CHALLENGE
Copy out the rows word for word, starting at the line that contains "Return the mask of every instance of the sky" and ending at the last line of the rows.

DATA TO PROCESS
━━━━━━━━━━

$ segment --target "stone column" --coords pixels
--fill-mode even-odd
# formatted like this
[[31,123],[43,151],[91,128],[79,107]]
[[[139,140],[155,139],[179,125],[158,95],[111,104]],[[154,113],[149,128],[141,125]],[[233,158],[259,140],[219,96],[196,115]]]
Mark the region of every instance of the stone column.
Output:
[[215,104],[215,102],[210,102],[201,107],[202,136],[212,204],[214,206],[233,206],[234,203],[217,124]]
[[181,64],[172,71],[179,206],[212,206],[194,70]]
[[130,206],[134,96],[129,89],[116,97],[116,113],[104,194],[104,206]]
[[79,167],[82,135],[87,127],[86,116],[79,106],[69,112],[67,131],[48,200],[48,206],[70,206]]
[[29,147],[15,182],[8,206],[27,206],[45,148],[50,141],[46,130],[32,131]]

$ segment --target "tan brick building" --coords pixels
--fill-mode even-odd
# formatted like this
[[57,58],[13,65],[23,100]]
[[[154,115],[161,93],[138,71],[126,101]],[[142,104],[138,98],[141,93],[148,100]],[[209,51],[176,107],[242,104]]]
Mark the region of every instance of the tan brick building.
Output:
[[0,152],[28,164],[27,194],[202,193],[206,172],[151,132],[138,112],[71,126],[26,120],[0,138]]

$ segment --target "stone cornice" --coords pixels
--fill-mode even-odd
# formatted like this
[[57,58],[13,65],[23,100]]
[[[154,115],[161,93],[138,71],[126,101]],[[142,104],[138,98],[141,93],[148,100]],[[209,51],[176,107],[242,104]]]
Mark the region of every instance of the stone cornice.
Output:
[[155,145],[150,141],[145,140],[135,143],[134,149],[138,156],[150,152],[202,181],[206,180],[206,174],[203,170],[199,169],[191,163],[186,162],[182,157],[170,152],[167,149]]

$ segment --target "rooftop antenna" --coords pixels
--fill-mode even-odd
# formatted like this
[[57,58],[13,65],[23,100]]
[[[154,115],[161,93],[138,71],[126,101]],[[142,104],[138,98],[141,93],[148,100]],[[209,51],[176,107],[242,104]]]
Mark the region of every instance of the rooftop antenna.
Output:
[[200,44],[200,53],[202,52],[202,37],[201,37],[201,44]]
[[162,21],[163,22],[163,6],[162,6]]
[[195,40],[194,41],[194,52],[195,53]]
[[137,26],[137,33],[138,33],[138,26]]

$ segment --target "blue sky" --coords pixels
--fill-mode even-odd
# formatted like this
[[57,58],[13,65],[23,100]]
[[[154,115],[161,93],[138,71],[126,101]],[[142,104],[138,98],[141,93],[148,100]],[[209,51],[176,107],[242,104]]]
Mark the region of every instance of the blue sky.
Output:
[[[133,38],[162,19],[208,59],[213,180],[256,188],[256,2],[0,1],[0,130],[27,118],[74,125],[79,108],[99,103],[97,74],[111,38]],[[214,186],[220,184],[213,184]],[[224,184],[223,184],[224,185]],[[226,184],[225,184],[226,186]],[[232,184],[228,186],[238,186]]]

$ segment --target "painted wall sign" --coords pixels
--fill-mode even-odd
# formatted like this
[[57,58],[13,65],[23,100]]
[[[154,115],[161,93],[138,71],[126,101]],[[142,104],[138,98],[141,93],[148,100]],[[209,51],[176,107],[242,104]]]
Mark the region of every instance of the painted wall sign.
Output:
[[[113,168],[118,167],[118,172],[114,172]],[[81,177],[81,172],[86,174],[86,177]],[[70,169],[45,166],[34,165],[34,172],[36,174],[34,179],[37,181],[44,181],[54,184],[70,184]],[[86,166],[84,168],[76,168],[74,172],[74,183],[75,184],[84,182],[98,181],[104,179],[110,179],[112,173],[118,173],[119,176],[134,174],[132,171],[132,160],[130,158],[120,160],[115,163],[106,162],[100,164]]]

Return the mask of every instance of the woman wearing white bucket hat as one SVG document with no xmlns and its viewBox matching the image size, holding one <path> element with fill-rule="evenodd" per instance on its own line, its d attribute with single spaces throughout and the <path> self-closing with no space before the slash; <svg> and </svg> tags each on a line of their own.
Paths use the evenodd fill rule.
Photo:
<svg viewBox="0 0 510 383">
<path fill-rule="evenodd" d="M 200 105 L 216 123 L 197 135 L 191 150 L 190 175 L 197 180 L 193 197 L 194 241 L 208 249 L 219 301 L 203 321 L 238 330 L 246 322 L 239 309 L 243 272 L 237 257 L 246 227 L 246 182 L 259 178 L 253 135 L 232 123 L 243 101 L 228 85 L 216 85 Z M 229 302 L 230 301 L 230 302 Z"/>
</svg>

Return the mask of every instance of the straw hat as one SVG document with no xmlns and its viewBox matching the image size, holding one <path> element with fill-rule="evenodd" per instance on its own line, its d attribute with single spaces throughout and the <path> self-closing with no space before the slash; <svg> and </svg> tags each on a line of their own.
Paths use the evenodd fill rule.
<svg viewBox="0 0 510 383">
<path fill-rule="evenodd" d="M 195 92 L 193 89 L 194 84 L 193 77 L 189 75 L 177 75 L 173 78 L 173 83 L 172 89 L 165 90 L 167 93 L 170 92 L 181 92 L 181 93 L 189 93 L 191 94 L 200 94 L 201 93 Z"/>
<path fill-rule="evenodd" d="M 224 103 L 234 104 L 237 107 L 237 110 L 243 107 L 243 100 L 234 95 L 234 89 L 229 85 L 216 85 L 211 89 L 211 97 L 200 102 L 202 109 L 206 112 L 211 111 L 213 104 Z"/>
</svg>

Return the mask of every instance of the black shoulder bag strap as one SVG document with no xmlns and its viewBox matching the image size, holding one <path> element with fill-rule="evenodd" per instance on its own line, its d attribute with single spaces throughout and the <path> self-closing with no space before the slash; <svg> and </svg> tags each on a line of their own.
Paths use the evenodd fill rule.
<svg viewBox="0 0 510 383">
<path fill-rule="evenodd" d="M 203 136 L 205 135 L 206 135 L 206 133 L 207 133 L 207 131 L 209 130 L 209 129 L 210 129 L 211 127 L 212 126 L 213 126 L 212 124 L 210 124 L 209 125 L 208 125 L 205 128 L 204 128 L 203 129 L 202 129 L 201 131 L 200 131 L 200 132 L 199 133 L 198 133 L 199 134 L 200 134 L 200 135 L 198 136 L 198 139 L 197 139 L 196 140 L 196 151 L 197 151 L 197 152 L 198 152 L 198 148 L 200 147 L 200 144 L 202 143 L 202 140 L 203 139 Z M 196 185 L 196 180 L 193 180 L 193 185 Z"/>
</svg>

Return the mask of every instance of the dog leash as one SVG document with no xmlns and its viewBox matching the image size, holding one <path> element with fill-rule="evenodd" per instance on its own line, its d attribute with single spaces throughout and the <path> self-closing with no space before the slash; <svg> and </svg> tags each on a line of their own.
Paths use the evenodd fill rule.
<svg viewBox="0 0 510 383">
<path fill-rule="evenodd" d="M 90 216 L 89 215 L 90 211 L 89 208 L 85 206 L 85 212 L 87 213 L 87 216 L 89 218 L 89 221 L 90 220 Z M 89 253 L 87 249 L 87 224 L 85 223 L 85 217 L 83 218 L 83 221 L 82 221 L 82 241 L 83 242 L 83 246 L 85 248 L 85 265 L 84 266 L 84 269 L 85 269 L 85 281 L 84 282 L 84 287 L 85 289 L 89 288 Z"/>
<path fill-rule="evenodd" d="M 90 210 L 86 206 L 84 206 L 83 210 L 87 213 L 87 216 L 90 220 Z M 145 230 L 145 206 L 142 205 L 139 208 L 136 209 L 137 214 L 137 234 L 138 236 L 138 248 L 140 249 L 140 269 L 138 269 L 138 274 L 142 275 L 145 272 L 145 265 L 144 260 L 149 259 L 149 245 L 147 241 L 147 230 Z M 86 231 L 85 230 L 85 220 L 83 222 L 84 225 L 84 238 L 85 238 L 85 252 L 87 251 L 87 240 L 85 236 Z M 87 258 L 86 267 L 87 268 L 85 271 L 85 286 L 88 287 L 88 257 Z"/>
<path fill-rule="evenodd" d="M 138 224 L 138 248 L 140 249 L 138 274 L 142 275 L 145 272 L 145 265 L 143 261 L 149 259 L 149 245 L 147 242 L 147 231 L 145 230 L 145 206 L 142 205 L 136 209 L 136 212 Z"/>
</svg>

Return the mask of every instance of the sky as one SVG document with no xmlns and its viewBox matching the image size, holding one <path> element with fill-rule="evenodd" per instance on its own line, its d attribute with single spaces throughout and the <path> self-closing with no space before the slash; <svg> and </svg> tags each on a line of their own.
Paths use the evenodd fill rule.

━━━━━━━━━━

EXPECTED ANSWER
Return the mask of every instance of the sky as one SVG document with no xmlns and its viewBox matching the image size, holding one <path> element with fill-rule="evenodd" per instance on its own line, its d attribute with single spaces throughout and the <path> self-closing with no space before the slash; <svg> and </svg> tags each on a line of their own.
Paths use the evenodd fill rule.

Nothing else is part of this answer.